[Instructions to follow]: Each line that includes "clock" must be copied from the records.

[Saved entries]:
##########
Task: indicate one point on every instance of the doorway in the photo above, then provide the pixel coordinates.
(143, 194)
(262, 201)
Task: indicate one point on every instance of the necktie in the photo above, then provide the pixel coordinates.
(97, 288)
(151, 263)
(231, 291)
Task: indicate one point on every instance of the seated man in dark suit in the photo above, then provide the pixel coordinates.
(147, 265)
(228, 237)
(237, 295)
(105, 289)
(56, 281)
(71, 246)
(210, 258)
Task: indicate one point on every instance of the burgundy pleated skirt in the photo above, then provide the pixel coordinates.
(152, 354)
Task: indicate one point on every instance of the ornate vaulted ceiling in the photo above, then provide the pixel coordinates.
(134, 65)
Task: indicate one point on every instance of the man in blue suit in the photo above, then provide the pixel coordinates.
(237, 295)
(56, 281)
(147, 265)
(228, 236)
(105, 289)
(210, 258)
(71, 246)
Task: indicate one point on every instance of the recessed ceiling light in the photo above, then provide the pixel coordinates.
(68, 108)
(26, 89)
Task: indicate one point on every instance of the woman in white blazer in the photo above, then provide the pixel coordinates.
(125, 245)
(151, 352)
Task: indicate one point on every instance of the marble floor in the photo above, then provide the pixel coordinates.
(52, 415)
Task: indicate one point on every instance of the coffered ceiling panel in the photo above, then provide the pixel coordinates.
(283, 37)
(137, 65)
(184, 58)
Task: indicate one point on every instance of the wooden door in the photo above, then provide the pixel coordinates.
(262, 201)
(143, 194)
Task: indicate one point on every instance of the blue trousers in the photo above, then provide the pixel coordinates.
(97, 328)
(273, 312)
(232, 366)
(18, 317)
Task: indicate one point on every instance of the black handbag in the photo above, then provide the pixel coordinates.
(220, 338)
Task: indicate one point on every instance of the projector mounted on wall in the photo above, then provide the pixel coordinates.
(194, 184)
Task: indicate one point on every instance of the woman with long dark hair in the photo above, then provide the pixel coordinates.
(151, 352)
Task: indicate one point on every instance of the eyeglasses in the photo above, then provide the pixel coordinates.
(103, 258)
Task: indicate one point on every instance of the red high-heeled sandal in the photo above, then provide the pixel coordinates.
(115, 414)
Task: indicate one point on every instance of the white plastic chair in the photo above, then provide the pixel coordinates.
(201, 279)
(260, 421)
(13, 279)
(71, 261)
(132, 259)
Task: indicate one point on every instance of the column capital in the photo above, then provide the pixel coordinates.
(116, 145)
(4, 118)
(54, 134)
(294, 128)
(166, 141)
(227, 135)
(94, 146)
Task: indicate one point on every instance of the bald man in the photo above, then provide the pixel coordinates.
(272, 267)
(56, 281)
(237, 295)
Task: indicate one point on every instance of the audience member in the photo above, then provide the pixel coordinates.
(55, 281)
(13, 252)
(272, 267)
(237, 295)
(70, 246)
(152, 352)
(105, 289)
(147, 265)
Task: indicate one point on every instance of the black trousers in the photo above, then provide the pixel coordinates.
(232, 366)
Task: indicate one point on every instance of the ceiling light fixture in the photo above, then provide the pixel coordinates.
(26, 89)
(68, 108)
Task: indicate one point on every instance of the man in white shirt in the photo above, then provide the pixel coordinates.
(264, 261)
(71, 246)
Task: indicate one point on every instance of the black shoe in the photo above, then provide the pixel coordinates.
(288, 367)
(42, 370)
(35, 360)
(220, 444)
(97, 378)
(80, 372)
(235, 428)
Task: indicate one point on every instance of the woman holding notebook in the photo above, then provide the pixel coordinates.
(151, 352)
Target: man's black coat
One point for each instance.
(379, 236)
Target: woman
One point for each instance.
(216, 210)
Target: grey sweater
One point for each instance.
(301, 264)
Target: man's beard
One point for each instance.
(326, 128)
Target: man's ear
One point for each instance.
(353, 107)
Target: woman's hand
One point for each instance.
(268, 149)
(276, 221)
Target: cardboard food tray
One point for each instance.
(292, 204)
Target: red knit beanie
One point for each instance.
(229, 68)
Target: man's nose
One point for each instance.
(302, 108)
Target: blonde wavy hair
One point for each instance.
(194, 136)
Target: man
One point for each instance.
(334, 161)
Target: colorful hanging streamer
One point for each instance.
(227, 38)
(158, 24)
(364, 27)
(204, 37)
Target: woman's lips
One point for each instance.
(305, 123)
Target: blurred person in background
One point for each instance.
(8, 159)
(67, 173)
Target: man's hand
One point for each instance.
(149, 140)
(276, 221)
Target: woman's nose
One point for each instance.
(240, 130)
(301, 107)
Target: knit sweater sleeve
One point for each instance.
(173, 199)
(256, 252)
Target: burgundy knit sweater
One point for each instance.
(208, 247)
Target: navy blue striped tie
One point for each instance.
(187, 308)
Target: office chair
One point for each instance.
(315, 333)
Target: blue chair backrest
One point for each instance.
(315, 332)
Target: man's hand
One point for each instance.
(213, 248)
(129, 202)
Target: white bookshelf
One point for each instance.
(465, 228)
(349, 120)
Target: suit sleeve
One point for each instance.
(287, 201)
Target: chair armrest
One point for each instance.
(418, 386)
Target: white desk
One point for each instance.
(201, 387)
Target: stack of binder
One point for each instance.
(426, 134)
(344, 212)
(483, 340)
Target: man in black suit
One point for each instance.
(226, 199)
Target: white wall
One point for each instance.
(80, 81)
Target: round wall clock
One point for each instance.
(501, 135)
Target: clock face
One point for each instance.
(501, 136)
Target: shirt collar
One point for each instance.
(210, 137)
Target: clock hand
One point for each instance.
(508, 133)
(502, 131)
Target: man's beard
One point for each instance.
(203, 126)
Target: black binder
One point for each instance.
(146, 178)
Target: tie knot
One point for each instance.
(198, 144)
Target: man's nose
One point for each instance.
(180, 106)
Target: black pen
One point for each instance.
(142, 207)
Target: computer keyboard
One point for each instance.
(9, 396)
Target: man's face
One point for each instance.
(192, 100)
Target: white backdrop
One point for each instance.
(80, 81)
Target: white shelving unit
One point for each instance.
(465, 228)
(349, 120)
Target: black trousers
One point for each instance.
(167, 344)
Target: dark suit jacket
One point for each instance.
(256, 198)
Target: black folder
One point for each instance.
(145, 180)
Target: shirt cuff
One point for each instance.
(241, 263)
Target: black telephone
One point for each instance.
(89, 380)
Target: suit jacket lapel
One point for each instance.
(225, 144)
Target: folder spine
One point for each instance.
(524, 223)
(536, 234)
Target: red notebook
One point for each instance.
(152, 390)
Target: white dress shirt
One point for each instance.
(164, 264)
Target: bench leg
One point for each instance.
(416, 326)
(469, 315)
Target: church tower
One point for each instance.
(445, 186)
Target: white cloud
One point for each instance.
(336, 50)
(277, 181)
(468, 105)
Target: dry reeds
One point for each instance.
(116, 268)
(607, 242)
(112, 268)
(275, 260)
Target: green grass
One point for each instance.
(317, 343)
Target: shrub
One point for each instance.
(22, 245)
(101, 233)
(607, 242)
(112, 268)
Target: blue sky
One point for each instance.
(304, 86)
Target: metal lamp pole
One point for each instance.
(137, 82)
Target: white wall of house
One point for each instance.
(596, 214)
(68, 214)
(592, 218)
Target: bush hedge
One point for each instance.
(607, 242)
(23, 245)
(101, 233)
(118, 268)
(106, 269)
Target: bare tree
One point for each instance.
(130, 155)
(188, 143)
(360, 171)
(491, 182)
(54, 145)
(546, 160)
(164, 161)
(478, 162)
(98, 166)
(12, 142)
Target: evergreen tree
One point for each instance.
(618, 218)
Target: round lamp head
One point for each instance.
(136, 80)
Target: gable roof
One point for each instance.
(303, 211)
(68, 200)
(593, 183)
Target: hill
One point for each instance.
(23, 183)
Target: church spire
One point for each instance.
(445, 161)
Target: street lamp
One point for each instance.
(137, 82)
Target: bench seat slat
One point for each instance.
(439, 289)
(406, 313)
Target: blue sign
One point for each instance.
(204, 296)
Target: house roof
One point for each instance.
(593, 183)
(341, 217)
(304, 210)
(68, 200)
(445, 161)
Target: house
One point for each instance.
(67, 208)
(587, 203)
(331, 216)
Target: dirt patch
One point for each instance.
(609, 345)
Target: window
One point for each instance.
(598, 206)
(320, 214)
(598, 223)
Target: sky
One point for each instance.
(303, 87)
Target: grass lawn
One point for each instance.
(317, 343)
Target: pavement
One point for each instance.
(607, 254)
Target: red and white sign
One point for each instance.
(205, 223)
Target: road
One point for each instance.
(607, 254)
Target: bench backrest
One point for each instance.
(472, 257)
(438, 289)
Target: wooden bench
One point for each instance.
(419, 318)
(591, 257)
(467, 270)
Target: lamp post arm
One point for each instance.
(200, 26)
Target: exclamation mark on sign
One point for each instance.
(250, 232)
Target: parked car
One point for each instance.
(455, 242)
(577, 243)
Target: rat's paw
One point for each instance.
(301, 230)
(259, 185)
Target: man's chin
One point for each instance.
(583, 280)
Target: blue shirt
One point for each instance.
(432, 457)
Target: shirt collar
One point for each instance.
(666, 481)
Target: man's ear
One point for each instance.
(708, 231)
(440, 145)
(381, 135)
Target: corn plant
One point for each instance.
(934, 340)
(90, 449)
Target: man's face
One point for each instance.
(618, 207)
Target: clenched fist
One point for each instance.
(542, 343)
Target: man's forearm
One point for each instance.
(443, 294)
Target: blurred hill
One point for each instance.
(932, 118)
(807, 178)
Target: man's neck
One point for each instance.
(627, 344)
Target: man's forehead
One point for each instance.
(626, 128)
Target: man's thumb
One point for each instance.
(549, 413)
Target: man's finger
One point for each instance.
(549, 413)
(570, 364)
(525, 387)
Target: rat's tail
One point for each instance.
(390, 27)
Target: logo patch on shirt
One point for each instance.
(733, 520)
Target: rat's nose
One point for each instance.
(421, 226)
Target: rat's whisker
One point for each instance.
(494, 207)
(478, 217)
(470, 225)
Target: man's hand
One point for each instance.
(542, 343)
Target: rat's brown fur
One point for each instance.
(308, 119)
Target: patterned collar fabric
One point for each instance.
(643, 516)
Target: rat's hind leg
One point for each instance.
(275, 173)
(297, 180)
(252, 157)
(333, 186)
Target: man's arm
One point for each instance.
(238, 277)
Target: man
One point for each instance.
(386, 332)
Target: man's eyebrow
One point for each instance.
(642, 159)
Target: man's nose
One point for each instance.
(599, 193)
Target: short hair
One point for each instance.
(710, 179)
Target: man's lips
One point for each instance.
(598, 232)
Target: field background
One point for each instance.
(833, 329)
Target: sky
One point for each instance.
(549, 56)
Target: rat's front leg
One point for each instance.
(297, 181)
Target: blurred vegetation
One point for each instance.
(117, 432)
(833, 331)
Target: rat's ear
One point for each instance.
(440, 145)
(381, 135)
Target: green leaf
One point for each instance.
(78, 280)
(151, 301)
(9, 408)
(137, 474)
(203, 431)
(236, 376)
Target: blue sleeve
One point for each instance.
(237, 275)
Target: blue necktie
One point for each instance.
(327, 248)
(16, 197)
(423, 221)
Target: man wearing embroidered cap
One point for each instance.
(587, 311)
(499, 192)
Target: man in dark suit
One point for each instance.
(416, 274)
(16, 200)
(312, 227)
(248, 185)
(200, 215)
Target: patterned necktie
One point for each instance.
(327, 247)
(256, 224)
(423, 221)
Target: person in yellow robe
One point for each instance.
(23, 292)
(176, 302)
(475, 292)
##########
[Answer space]:
Target: round wall clock
Target: clock face
Target: clock hand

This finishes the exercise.